> _TO BE DONE_: Revise the stretch of the listing from the line containing "row: blurred background" through the line containing "84], [135, 79]]", replacing "blurred background" with "out-of-focus background" and leaving all else unchanged. Return only those lines.

> _EXTRACTED RECORDS_:
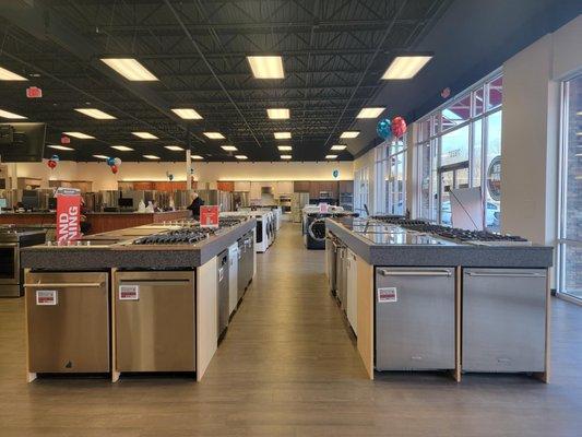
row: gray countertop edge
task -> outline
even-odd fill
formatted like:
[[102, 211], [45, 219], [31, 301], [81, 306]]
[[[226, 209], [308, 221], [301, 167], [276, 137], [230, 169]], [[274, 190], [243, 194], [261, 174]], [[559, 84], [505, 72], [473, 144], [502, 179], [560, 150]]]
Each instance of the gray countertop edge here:
[[326, 228], [371, 265], [543, 268], [554, 263], [550, 246], [400, 246], [376, 245], [334, 220]]
[[[47, 248], [33, 246], [21, 250], [21, 265], [27, 269], [58, 271], [119, 269], [190, 269], [197, 268], [228, 249], [242, 235], [253, 229], [251, 218], [228, 232], [210, 238], [192, 249], [132, 250], [123, 246], [92, 248]], [[154, 232], [152, 232], [154, 233]]]

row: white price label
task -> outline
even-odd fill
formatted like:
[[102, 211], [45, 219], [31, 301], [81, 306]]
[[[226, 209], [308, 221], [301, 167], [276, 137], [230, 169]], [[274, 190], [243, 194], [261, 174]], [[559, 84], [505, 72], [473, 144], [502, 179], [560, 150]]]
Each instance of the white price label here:
[[140, 286], [119, 285], [119, 300], [140, 300]]
[[59, 295], [56, 290], [37, 290], [36, 305], [57, 305]]
[[397, 302], [396, 287], [378, 288], [378, 303], [385, 304], [391, 302]]

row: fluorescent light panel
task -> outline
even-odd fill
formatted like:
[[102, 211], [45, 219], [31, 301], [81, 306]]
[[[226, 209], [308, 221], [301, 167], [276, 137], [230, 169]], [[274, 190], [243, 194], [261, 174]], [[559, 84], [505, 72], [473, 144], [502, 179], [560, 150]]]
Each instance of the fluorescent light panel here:
[[418, 73], [431, 56], [397, 56], [382, 75], [384, 80], [412, 79]]
[[131, 132], [131, 134], [141, 138], [142, 140], [157, 140], [158, 138], [150, 132]]
[[67, 147], [66, 145], [57, 145], [57, 144], [49, 144], [47, 147], [56, 149], [56, 150], [62, 150], [62, 151], [72, 151], [73, 147]]
[[290, 132], [275, 132], [275, 140], [289, 140]]
[[109, 68], [117, 71], [128, 81], [157, 81], [150, 70], [132, 58], [104, 58], [102, 59]]
[[0, 67], [0, 81], [27, 81], [27, 79]]
[[75, 108], [78, 113], [84, 114], [85, 116], [96, 118], [97, 120], [115, 120], [116, 117], [104, 113], [100, 109], [94, 109], [94, 108]]
[[257, 79], [283, 79], [283, 58], [281, 56], [248, 56], [252, 75]]
[[95, 137], [87, 135], [86, 133], [83, 133], [83, 132], [62, 132], [62, 133], [64, 133], [67, 137], [78, 138], [80, 140], [94, 140], [95, 139]]
[[358, 130], [346, 130], [340, 135], [340, 138], [356, 138], [357, 135], [359, 135]]
[[202, 116], [191, 108], [176, 108], [171, 109], [174, 114], [185, 120], [201, 120]]
[[221, 132], [203, 132], [206, 138], [211, 140], [224, 140], [225, 137]]
[[24, 117], [24, 116], [19, 116], [17, 114], [10, 113], [10, 111], [3, 110], [3, 109], [0, 109], [0, 117], [9, 118], [11, 120], [24, 120], [24, 119], [26, 119], [26, 117]]
[[377, 118], [384, 109], [380, 107], [361, 108], [356, 118]]

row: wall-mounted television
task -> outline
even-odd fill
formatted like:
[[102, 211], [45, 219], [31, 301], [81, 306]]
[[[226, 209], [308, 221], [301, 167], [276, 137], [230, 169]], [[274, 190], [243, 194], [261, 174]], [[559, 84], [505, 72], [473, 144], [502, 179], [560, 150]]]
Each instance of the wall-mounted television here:
[[33, 163], [43, 161], [47, 125], [40, 122], [0, 123], [0, 161]]

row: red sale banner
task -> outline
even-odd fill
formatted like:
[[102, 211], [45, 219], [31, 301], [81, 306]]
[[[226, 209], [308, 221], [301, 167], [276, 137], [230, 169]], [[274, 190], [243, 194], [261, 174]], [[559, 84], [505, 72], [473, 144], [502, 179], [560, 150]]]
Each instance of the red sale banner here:
[[200, 206], [200, 226], [218, 227], [218, 214], [217, 205]]
[[75, 189], [59, 189], [57, 198], [57, 243], [81, 238], [81, 193]]

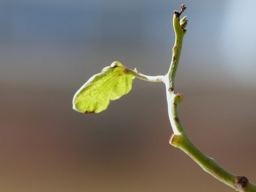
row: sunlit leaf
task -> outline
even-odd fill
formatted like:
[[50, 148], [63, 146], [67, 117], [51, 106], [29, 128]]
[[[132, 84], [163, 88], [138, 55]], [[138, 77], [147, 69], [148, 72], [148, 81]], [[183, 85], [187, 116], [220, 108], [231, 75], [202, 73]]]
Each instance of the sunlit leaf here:
[[[137, 72], [135, 69], [134, 71]], [[94, 75], [79, 89], [73, 99], [73, 108], [82, 113], [100, 113], [110, 100], [119, 99], [132, 89], [134, 76], [127, 68], [116, 61]]]

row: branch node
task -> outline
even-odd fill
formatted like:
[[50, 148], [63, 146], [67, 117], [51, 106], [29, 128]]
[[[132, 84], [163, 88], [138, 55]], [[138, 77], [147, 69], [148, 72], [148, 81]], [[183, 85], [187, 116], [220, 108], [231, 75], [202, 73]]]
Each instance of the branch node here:
[[180, 15], [181, 14], [181, 13], [183, 12], [184, 12], [184, 11], [186, 8], [187, 7], [185, 7], [185, 5], [184, 4], [182, 4], [181, 6], [180, 6], [180, 9], [179, 12], [176, 10], [174, 11], [174, 14], [176, 16], [176, 17], [179, 17], [180, 18]]

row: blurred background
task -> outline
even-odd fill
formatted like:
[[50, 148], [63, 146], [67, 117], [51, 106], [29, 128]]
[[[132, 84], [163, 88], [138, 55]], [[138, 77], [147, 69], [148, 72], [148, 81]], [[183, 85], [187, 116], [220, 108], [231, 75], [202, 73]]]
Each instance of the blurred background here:
[[100, 113], [72, 109], [115, 61], [167, 73], [182, 4], [182, 124], [203, 152], [256, 183], [256, 2], [4, 0], [0, 191], [235, 191], [169, 144], [164, 84], [135, 79]]

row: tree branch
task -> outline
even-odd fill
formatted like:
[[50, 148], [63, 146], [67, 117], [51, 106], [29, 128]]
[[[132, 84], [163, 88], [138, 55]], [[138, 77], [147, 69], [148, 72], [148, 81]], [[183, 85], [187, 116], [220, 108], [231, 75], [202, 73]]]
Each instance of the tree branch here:
[[182, 47], [183, 37], [186, 33], [187, 24], [184, 17], [180, 21], [180, 16], [186, 7], [184, 4], [179, 12], [174, 11], [173, 27], [175, 34], [172, 57], [168, 74], [164, 77], [169, 117], [174, 134], [170, 140], [172, 145], [182, 150], [196, 162], [206, 172], [221, 181], [240, 192], [256, 192], [256, 186], [244, 176], [237, 176], [228, 171], [214, 159], [205, 156], [191, 142], [181, 124], [178, 114], [179, 105], [183, 96], [174, 93], [174, 78]]

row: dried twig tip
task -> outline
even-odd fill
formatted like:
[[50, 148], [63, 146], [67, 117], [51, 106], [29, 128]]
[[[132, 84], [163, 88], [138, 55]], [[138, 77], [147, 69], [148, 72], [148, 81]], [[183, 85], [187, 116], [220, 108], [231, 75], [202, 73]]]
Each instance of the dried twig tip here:
[[181, 6], [180, 6], [180, 13], [181, 14], [182, 12], [184, 12], [184, 11], [186, 9], [186, 8], [187, 8], [187, 7], [185, 7], [185, 5], [182, 4]]

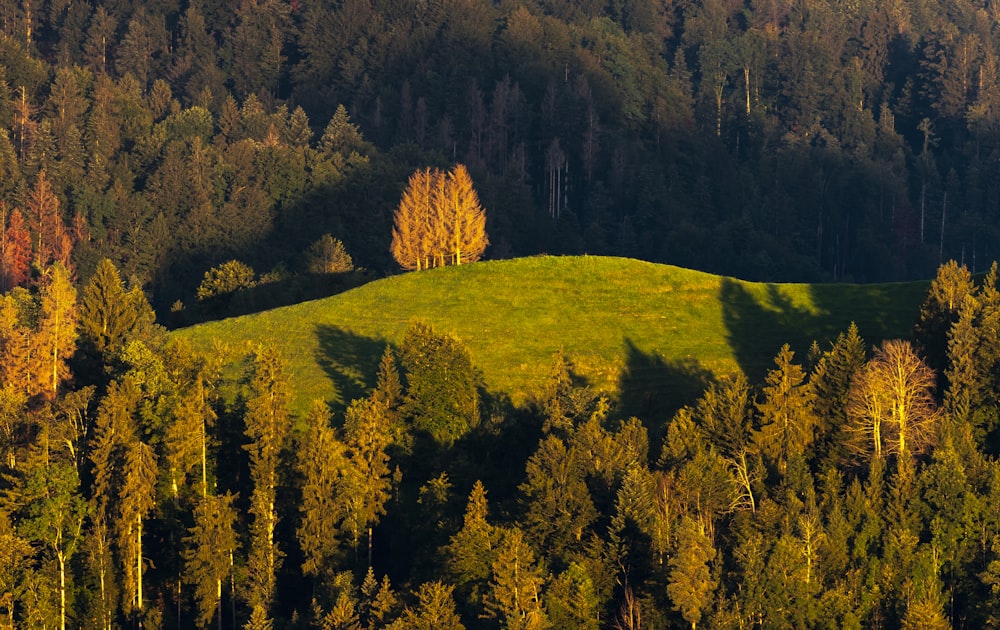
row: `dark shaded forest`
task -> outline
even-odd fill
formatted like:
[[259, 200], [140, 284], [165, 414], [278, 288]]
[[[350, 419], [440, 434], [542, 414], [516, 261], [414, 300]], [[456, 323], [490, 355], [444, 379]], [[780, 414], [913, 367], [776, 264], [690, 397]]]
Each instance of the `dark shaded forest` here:
[[[212, 316], [196, 288], [232, 259], [278, 285], [244, 310], [322, 294], [301, 252], [330, 233], [369, 273], [394, 270], [406, 179], [454, 162], [495, 258], [627, 255], [772, 281], [983, 271], [1000, 238], [997, 11], [9, 3], [5, 282], [31, 275], [7, 251], [27, 231], [83, 279], [110, 258], [165, 323]], [[45, 218], [57, 202], [61, 225]]]
[[[0, 624], [1000, 626], [998, 25], [0, 3]], [[521, 405], [415, 323], [371, 391], [295, 417], [279, 349], [161, 327], [395, 272], [407, 179], [456, 162], [487, 257], [938, 275], [908, 340], [851, 327], [753, 380], [632, 349], [617, 397], [560, 354]], [[700, 393], [631, 400], [628, 368]]]

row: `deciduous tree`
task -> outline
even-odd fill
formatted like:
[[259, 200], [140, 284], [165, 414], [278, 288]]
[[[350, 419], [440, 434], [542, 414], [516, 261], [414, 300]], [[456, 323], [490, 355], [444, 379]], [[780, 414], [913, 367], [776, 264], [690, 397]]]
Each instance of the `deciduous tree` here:
[[909, 342], [885, 341], [855, 377], [847, 411], [876, 459], [920, 453], [935, 437], [934, 372]]

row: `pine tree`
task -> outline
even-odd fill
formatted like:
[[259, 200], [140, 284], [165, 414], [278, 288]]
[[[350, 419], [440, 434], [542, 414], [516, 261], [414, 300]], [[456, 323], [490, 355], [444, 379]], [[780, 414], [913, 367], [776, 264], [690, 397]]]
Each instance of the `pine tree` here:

> _RESULT FOR THIS EXERCISE_:
row: out-of-focus background
task -> outline
even-odd fill
formatted like:
[[50, 148], [63, 146], [67, 117], [51, 106], [29, 128]]
[[[132, 84], [163, 88], [138, 55]], [[138, 77], [147, 69], [148, 72], [148, 81]], [[183, 85], [187, 116], [220, 108], [231, 75], [202, 73]]]
Each instance of the out-of-focus background here:
[[100, 113], [72, 109], [115, 61], [167, 73], [182, 4], [182, 124], [203, 152], [256, 183], [256, 2], [4, 0], [0, 191], [235, 191], [169, 144], [164, 84], [135, 79]]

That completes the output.